_YOUR TASK_
The records that follow must be printed exactly as they are.

_DATA UNDER STUDY_
■ ■ ■ ■ ■ ■ ■

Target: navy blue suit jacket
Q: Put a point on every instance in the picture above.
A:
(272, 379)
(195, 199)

■ ■ ■ ■ ■ ■ ■

_SOLVED EXERCISE_
Target: navy blue suit jacket
Q: Put a point on every instance in the picture above.
A:
(272, 379)
(195, 199)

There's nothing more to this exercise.